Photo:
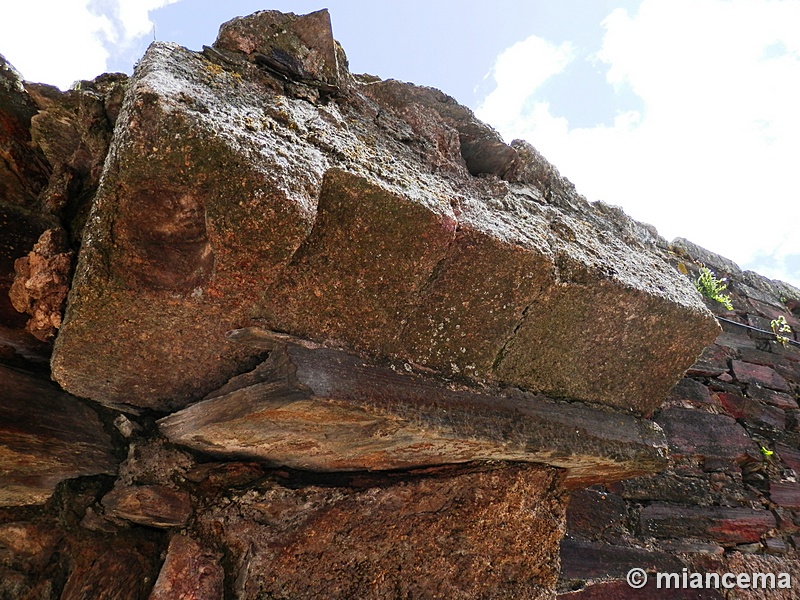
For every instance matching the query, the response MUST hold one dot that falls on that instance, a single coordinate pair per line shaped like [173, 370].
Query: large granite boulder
[259, 183]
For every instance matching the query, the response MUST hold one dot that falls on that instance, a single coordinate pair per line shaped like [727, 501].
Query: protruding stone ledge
[321, 409]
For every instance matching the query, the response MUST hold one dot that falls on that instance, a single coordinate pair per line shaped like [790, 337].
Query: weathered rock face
[42, 282]
[419, 538]
[46, 436]
[260, 183]
[325, 410]
[464, 343]
[728, 501]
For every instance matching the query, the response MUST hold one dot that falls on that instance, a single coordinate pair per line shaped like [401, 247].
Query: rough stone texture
[325, 410]
[46, 436]
[759, 375]
[620, 590]
[587, 560]
[111, 568]
[712, 436]
[724, 525]
[151, 505]
[293, 47]
[189, 572]
[445, 536]
[737, 562]
[235, 194]
[259, 183]
[41, 283]
[73, 130]
[23, 169]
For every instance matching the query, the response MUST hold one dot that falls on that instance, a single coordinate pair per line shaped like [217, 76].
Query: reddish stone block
[704, 435]
[620, 590]
[785, 494]
[778, 399]
[690, 390]
[189, 571]
[719, 524]
[760, 375]
[735, 340]
[789, 371]
[592, 514]
[753, 411]
[590, 560]
[712, 362]
[151, 505]
[790, 457]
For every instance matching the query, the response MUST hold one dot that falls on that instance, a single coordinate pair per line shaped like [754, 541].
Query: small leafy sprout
[711, 287]
[780, 326]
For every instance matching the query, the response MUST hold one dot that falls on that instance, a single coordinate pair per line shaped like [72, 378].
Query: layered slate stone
[258, 182]
[46, 436]
[320, 409]
[189, 571]
[723, 525]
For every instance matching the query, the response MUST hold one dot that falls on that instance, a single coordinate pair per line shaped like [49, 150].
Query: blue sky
[683, 112]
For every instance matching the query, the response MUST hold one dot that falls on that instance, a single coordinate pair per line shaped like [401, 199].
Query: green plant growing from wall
[711, 287]
[779, 327]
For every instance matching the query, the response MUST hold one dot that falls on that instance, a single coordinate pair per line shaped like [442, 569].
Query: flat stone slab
[246, 186]
[46, 436]
[321, 409]
[719, 524]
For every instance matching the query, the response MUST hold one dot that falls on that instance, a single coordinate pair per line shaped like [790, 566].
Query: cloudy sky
[683, 112]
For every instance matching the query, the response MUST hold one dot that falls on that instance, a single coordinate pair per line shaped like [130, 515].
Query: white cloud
[61, 41]
[713, 153]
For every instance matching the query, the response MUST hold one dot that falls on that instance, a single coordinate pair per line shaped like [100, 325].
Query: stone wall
[269, 329]
[728, 499]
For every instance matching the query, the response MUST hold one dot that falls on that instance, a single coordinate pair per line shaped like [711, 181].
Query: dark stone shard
[590, 560]
[620, 590]
[790, 456]
[24, 171]
[593, 515]
[694, 433]
[321, 409]
[759, 375]
[152, 505]
[776, 399]
[723, 525]
[122, 567]
[424, 536]
[46, 436]
[692, 391]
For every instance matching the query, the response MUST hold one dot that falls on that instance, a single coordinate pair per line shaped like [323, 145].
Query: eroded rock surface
[259, 182]
[320, 409]
[46, 436]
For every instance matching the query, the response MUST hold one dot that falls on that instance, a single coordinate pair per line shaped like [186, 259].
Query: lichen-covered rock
[24, 171]
[231, 197]
[320, 409]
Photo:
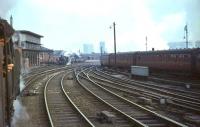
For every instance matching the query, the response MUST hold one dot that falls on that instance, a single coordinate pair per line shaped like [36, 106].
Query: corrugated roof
[30, 33]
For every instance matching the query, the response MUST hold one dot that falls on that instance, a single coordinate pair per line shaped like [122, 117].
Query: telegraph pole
[114, 41]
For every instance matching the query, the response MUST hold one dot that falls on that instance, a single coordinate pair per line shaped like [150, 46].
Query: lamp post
[146, 42]
[114, 41]
[186, 35]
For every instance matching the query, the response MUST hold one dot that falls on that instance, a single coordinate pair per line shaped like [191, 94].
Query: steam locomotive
[179, 61]
[9, 73]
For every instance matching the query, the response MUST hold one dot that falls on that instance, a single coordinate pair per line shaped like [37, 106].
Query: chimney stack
[11, 20]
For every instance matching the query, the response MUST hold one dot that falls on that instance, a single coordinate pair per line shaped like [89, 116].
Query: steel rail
[139, 106]
[136, 122]
[77, 109]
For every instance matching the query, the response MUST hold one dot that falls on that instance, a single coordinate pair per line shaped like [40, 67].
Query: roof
[30, 33]
[8, 30]
[58, 52]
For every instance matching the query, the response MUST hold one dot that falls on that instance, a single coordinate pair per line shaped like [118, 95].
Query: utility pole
[186, 35]
[146, 42]
[114, 41]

> What is required:
Every record must be copied exactly, with images dropped from the result.

> Output:
Photo:
For every instance matching the query, the response MUST hold one dot that falls on that instance, a single coordinate pair per line shaped like [173, 370].
Query: large granite boulder
[259, 183]
For every instance matching the query, the response MUST hold one dot that falls on that instance, a single coordinate pair per line shaped like [727, 501].
Query: protruding stone ledge
[321, 409]
For every instance matching the query, the response MUST hold one dot that falls on that instance, a single coordinate pair per line shaped like [790, 337].
Query: weathered rock face
[42, 282]
[419, 538]
[46, 436]
[260, 183]
[325, 410]
[464, 343]
[728, 501]
For every instance matching the query, the response MUST hold one dot that falls on that instance, a single coordinate pair per line shaped like [401, 247].
Query: rough stone texture
[325, 410]
[46, 436]
[759, 375]
[620, 590]
[587, 560]
[111, 568]
[712, 436]
[724, 525]
[151, 505]
[293, 47]
[189, 572]
[445, 536]
[737, 562]
[235, 194]
[259, 183]
[41, 283]
[73, 130]
[23, 169]
For every instance matching the query, the response MUST hold one dot that falls on that instance, a single coordinate pair per line shaped like [217, 76].
Query: reddish stone block
[704, 435]
[620, 590]
[785, 494]
[778, 399]
[690, 390]
[189, 571]
[719, 524]
[760, 375]
[735, 340]
[789, 371]
[592, 514]
[753, 411]
[590, 560]
[712, 362]
[151, 505]
[790, 457]
For every instance matching the query, the response MUST hold one dot that falls on that instance, a single coordinate pair per line shaped like [754, 541].
Query: small leafy sprout
[711, 287]
[780, 326]
For every instance matching the query, the response MUST hold one dot that falls on that instance, a single coordinate pair per line shaped like [72, 378].
Query: layered slate stone
[258, 182]
[46, 436]
[320, 409]
[189, 571]
[723, 525]
For every instance matching the query, the response MUST hold one dot that falls on that instance, a single coordinate pair per line shaped like [49, 150].
Query: blue sky
[683, 112]
For every instance matching the query, the response MUST hold one dot that falls on that instance, a single coordinate pair per line shaped like [401, 199].
Query: green plant growing from wall
[711, 287]
[779, 327]
For every instance matching the query, the response MUST hold one dot that falls on that instance, a single coordinate pair per line shaped like [442, 569].
Query: flat stone slab
[246, 186]
[46, 436]
[321, 409]
[719, 524]
For every instance matching the query, the response MUST hold one dot that falls on that instance, a single coordinate pair per line shaped like [790, 566].
Query: cloudy sky
[683, 112]
For every instance matching the query, the response MUST hold one dot that falls on that instance, a single coordinate pair per line shaped like [130, 515].
Query: white cloud
[61, 41]
[713, 153]
For every instance matching the query, the response MUST hold one dot that falls on that instance, a single coordinate pair per line shaped like [100, 325].
Query: stone wall
[269, 329]
[728, 499]
For every instance matching the query, the response MUST hold one dot that falls on that instance, a single coordinate pair per line shaped like [711, 181].
Query: dark stone shard
[590, 560]
[620, 590]
[790, 456]
[24, 171]
[593, 515]
[694, 433]
[321, 409]
[759, 375]
[152, 505]
[776, 399]
[723, 525]
[122, 567]
[424, 536]
[46, 436]
[692, 391]
For every instance matching the query, the response MUST hold one dot that falls on that instance, a single coordinate pair per line shaped like [323, 145].
Query: eroded rock surface
[259, 182]
[320, 409]
[46, 436]
For every instance matching the query, the response MUST hold one dot that falls on that instance, a single coordinate pair per line shaped like [186, 259].
Query: lichen-covered rock
[24, 171]
[231, 197]
[320, 409]
Photo:
For every instance matching the query, the response MUST hold one dot that falls on that instance, a single coordinate pair per line shaped like [36, 106].
Query: corrugated roof
[30, 33]
For every instance matching the query, the response MUST hold one dot that falls on that instance, a single coordinate pair per line shaped like [122, 117].
Query: telegraph pole
[114, 41]
For every instance matching the query, the response MUST hold one dot that falls on that instance, a single coordinate pair per line shaped like [150, 46].
Query: lamp post
[146, 42]
[114, 41]
[186, 35]
For every instance matching the query, the response MUST hold one dot that falls on that instance, a single coordinate pair per line shaped like [191, 94].
Query: steam locomotive
[179, 61]
[9, 73]
For every instance matching the query, the response MUST hold one dot that falls on that instance, a single coordinate pair per line shaped like [37, 106].
Query: chimney stack
[11, 20]
For every instance matching the query, the response MUST hold one dot that falls on that instance, a single coordinate pair per line shaped like [89, 116].
Query: steel rail
[139, 106]
[136, 122]
[77, 109]
For every instance matching the query, the response MUST hold one dot that falls on that instance, a single coordinate pair per line shaped like [40, 67].
Query: roof
[30, 33]
[8, 30]
[58, 52]
For every instance matching the query, the response MUST hold one dot that falls on that instance, a single coordinate pair per line shaped like [118, 95].
Query: utility pole
[186, 35]
[146, 42]
[114, 41]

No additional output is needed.